■ INSTRUCTIONS TO FOLLOW:
Copy word for word the lines of the material below, beginning with the line that contains "Practice: locate the beige" and continuing through the line that contains "pixel 72 250", with both of those lines included.

[Records from a pointing dataset]
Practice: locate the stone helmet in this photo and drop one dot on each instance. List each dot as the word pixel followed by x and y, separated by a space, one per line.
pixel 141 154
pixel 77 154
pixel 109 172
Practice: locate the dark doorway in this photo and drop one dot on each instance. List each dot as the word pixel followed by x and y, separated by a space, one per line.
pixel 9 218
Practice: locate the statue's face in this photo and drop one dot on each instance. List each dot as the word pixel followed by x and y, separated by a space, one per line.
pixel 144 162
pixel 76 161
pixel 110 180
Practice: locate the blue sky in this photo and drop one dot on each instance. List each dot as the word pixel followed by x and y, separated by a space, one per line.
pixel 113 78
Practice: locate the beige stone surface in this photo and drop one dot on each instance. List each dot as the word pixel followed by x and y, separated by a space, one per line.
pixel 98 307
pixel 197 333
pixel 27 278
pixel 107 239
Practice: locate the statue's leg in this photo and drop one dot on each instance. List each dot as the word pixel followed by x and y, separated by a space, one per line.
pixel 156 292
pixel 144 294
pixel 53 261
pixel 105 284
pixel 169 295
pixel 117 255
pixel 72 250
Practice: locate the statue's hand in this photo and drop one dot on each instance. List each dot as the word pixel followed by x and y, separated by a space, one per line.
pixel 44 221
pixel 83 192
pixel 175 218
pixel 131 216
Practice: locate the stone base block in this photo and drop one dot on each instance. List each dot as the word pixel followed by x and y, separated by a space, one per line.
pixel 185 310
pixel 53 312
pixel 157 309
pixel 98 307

■ THE REPLY:
Practice: locate the beige stone surface in this photo and drop one dot on each instance. List each dot as the word pixel followed by x and y, separated by a space, one per line.
pixel 98 307
pixel 197 333
pixel 27 278
pixel 107 239
Practice: locate the statue's leg in this photo and drop one dot on each instance. List each dot as the word pixel followed by x and y, separated by a space, one per line.
pixel 156 292
pixel 144 294
pixel 53 261
pixel 105 284
pixel 169 295
pixel 117 255
pixel 72 250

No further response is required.